Rewrite every entry below, switching "region proposal system" to "object detection tool" and leaving everything else unchanged.

* LISTED ENTRIES *
+++++

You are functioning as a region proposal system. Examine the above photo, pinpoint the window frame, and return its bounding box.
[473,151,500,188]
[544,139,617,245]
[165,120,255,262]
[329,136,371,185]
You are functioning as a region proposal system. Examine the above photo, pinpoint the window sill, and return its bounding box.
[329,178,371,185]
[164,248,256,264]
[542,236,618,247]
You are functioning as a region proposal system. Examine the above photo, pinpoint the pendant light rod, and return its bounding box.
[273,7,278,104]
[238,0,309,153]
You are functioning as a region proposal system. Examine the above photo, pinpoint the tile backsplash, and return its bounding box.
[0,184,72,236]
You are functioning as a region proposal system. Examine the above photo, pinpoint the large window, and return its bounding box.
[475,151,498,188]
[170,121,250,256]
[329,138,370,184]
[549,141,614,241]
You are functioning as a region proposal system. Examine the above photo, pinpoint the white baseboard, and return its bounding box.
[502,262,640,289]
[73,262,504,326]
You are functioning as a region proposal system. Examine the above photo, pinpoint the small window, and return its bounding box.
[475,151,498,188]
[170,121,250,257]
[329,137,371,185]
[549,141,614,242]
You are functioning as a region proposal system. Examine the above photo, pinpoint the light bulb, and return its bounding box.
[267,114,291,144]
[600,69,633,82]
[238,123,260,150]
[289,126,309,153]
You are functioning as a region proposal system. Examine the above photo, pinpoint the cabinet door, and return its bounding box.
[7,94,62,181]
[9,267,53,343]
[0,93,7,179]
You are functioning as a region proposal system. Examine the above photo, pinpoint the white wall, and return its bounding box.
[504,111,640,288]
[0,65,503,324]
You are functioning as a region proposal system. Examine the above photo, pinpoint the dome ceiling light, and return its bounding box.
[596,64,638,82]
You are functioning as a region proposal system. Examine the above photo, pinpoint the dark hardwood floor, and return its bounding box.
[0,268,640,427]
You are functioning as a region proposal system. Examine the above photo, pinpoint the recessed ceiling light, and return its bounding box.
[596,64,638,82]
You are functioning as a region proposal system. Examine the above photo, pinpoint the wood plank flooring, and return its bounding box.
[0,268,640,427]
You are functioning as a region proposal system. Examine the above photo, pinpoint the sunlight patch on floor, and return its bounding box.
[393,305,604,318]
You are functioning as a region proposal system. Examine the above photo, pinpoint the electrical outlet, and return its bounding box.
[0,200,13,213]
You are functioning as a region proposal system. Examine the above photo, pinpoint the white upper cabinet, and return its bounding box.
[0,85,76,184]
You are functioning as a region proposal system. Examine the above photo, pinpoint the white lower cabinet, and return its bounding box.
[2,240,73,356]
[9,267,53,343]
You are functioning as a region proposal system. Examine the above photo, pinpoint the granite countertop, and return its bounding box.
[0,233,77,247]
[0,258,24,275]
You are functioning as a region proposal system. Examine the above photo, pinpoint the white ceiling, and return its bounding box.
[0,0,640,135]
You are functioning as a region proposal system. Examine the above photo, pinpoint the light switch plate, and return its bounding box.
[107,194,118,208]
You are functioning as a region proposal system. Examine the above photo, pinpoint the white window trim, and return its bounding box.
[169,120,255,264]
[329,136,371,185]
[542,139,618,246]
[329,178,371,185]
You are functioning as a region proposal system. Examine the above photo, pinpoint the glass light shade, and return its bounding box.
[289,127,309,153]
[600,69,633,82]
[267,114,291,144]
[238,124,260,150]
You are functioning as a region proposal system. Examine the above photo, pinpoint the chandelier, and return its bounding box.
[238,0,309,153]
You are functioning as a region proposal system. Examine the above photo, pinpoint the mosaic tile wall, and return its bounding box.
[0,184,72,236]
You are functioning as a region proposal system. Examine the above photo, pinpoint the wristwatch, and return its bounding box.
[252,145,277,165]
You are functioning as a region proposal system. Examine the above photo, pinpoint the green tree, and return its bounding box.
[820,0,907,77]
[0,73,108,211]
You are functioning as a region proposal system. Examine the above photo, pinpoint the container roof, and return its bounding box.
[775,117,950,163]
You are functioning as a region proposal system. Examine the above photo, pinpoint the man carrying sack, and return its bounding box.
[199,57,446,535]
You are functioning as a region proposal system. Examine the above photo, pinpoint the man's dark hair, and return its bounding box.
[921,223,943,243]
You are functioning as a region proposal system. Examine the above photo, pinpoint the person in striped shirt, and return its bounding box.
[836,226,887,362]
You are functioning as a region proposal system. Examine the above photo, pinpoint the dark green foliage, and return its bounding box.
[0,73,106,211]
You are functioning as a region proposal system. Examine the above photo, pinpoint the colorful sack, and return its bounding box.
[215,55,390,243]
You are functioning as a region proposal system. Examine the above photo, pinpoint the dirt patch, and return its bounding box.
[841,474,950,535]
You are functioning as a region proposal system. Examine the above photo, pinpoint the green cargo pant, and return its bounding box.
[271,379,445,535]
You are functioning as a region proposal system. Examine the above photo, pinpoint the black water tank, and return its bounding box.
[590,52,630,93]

+++++

* RESPONSE TO THIS EXERCISE *
You are functioning as a object detection tool. Examine the above photo, pinpoint the window frame, and return its bounding box.
[473,151,500,188]
[544,139,617,245]
[165,120,255,262]
[329,136,371,185]
You are functioning as a object detection tool. Examine the above photo, pinpoint the window sill, and return its bounding box.
[329,178,371,185]
[164,248,256,264]
[542,236,618,247]
You are functioning as a object detection tool. Examine the above photo, pinpoint the pendant light rod, and return its bounding box.
[273,7,278,104]
[238,0,309,153]
You are functioning as a object detection tool. Examine the above photo, pinpoint the tile backsplash, and return its bounding box.
[0,184,72,236]
You are functioning as a object detection tool. Examine the above photo, pinpoint the large window, and return its bounding box.
[475,151,498,188]
[170,121,250,256]
[329,138,370,184]
[549,141,614,241]
You are functioning as a object detection tool. Examine the above photo, pinpoint the white baseboard, and return its bounding box.
[502,262,640,289]
[73,262,504,326]
You are functioning as a object detection tool. Examine the above photo, pinpoint the small window, and return its bounding box.
[475,151,498,188]
[170,121,250,257]
[329,137,371,185]
[549,141,614,242]
You are functioning as a object detection tool. Examine the above photo, pinpoint the light bulb, and return its bounding box.
[267,114,291,144]
[600,69,633,82]
[238,123,260,150]
[289,126,309,153]
You are functioning as a object detection tool. Examine the above photo, pinpoint the cabinet door, and return its bounding box.
[7,94,62,181]
[9,267,53,343]
[0,93,7,179]
You are functioning as a object detection tool. Examine the above photo, pinpoint the white wall, and return its bounding box.
[504,111,640,288]
[0,65,503,324]
You are functioning as a object detection tool. Examine the above photo, pinpoint the dome ceiling light, and return its bounding box.
[596,64,638,82]
You are functioning as a object detection tool. Examine the above photo, pinpoint the dark hardwood floor, and return its bounding box.
[0,268,640,427]
You are functioning as a object detection tool. Examine the above photo, pinpoint the recessed ceiling light, and return its bounding box.
[596,64,638,82]
You are functioning as a object detection tool. Examine the above photo, pinpoint the wood plank flooring, and return its bounding box.
[0,268,640,427]
You are functioning as a object detection tool. Examine the above photo, pinpoint the sunlight patch on floor, and return its bounding box.
[393,305,604,318]
You are functioning as a object detection tool. Examine the above photo, pinpoint the electrical outlet, and return its bounding box.
[0,200,13,213]
You are functioning as a object detection tool. Examine the above photo, pinpoint the white upper cabinet, and return its bounding box.
[0,85,76,184]
You are functioning as a object detection tool. Examine the above photo, pinpoint the white lower cabinet, and return its bounding box.
[2,240,73,356]
[9,267,53,343]
You are functioning as a object detection tool. Examine the above photo, pinpoint the granite countertop, and return its bounding box.
[0,233,77,247]
[0,258,24,275]
You are functioning as a object detection tool. Examine the above photo, pinpoint the white ceiling, and return its bounding box.
[0,0,640,135]
You are functioning as a object detection tool. Examine the above photo, pinpoint the light switch plate, and return its bounding box.
[107,194,118,208]
You are functioning as a object detection tool. Examine the above photo, pinpoint the white window trim, and return its bounding box.
[169,120,255,264]
[329,136,371,185]
[542,139,618,246]
[329,178,371,185]
You are functioning as a object detection tool. Examine the above photo, pinpoint the glass light shade, and return its bounding box.
[289,127,309,153]
[600,69,633,82]
[267,114,291,144]
[238,124,260,150]
You are functioning as a object detection tool. Examine the above photo, pinpoint the chandelier, and return its bounding box.
[238,0,309,153]
You are functioning as a object detection tool. Examine the above photo, pinpoint the mosaic tile wall, and return its bounding box.
[0,184,72,236]
You are functioning as a object detection tool. Examine the above photo, pinpoint the wristwatch, and return its bounding box.
[252,145,277,165]
You are functioning as a object detection tool. Examine the above photo, pinpoint the green tree, and return its bounding box.
[820,0,907,77]
[0,73,108,211]
You are functioning as a object detection tool. Examine the above photo, pinpoint the container roof, and return its bounding box.
[775,117,950,163]
You are functioning as a object detection tool. Examine the above photo, pinpoint the man carrying sack, and return its bounding box.
[199,57,446,535]
You are functioning as a object detection tool. Examine the above photo, pinpoint the man's dark hair, and return its bounding box.
[921,223,943,243]
You are functioning as a object detection tool. Examine the above photo, pinpoint the person in striped shirt, and return its bounding box.
[836,226,887,362]
You are functioning as a object detection tool. Examine the above photo, pinpoint the dark green foliage, and return its bounding box.
[0,73,106,211]
You are functioning as a object detection tool. Examine the above photo, pinpoint the colorful sack, and return its bounding box.
[215,55,390,243]
You are functioning as a object detection tool. Examine the above photo, pinpoint the dirt patch, and return its bounding box.
[841,474,950,535]
You are functioning as a object detection tool. Examine the above photo, pinpoint the green cargo pant, and return its bounding box.
[271,379,445,535]
You are functioning as a object detection tool. Examine the above photo, pinpoint the black water tank, and return its bounding box.
[590,52,630,93]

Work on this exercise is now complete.